TEXT EXTRACT.
++++++
Petitioner filed his habeas petition pursuant to 28 U.S.C. § 2255 on December 18, 2012, (R. 1), along with a memorandum in support, (R. 3), and a supplemental pleading, (R. 4). Petitioner claimed that: (1) his sentence of life imprisonment on Count One inexcusably exceeded the 20-year statutory maximum; (2) his sentence of life imprisonment on Count Nine exceeded the 121-to-151-month statutory maximum; (3) he received ineffective assistance of counsel during the sentencing phase; (4) he was actually innocent of racketeering conspiracy; (5) he received ineffective assistance of counsel at trial; (6) he received ineffective assistance of counsel on appeal; and (7) he was " convicted of a non-existing offense" because the jury did not find that he agreed to commit two predicate acts under RICO. The Court dismissed the petition on February 6, 2013, for failure to assert any valid, constitutional error. (R. 7, Min. Entry.) The Court denied a certificate of appealability. ( Id. )

On February 20, 2013, Petitioner moved the Court to amend its findings pursuant to Rule 52(b) or, alternatively, to relieve Petitioner from the judgment pursuant to Rule 60(b). (R. 8, Pet'r's Rule 52(b) Mot.) Petitioner argues that as a pro se petitioner, he is entitled to a liberal construction of his pleadings. ( Id. at 2-3) (citing Haines v. Kerner, 404 U.S. 519, 520-21, 92 S.Ct. 594, 30 L.Ed.2d 652 (1972)). Petitioner contends that the Court should not have dismissed his petition because his factual allegations were not " clearly baseless." ( Id. ) (quoting Denton v. Hernandez, 504 U.S. 25, 32, 112 S.Ct. 1728, 118 L.Ed.2d 340 (1992)).
++++++
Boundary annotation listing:
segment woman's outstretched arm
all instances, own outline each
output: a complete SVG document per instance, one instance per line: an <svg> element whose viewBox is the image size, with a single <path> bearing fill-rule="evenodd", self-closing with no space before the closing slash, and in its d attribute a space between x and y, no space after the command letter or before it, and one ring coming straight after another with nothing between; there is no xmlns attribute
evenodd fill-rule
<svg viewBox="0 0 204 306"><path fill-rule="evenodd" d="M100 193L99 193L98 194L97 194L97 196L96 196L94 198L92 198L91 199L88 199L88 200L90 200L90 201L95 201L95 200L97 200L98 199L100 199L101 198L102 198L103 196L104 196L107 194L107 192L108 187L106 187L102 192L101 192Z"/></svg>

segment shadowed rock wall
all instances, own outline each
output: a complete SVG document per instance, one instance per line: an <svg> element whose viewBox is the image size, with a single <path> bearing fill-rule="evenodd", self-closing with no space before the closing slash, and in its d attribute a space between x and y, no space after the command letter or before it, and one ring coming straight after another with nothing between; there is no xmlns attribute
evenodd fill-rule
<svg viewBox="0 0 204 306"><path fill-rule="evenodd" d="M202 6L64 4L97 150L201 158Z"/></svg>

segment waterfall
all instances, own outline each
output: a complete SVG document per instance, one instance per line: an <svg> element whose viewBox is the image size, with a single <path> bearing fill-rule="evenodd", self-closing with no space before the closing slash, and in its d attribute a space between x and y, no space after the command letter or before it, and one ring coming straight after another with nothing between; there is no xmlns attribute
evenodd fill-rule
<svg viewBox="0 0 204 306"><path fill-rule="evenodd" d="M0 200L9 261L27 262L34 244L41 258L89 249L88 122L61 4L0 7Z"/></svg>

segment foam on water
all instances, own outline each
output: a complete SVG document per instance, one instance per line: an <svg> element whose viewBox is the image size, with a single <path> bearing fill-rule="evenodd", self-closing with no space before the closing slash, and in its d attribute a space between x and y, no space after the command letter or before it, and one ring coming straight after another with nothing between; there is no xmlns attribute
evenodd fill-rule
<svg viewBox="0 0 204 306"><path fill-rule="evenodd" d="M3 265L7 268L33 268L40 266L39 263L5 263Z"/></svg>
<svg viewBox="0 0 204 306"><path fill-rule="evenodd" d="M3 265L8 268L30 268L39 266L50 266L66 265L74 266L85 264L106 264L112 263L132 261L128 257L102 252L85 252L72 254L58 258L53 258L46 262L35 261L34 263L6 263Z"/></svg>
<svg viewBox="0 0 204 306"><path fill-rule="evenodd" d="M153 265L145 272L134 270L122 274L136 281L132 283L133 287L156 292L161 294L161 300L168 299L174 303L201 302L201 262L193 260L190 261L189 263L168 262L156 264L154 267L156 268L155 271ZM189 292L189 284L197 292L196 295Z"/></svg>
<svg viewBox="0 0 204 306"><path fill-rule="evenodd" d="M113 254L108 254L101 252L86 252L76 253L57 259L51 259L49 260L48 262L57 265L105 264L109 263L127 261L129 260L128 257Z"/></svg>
++++++
EXERCISE DETAILS. Retype the part of the habeas petition text that begins at the words containing "On February 20, 2013, Petitioner" and stops after "L.Ed.2d 340 (1992)).", keeping every word and mark unchanged.

FULL SOLUTION.
On February 20, 2013, Petitioner moved the Court to amend its findings pursuant to Rule 52(b) or, alternatively, to relieve Petitioner from the judgment pursuant to Rule 60(b). (R. 8, Pet'r's Rule 52(b) Mot.) Petitioner argues that as a pro se petitioner, he is entitled to a liberal construction of his pleadings. ( Id. at 2-3) (citing Haines v. Kerner, 404 U.S. 519, 520-21, 92 S.Ct. 594, 30 L.Ed.2d 652 (1972)). Petitioner contends that the Court should not have dismissed his petition because his factual allegations were not " clearly baseless." ( Id. ) (quoting Denton v. Hernandez, 504 U.S. 25, 32, 112 S.Ct. 1728, 118 L.Ed.2d 340 (1992)).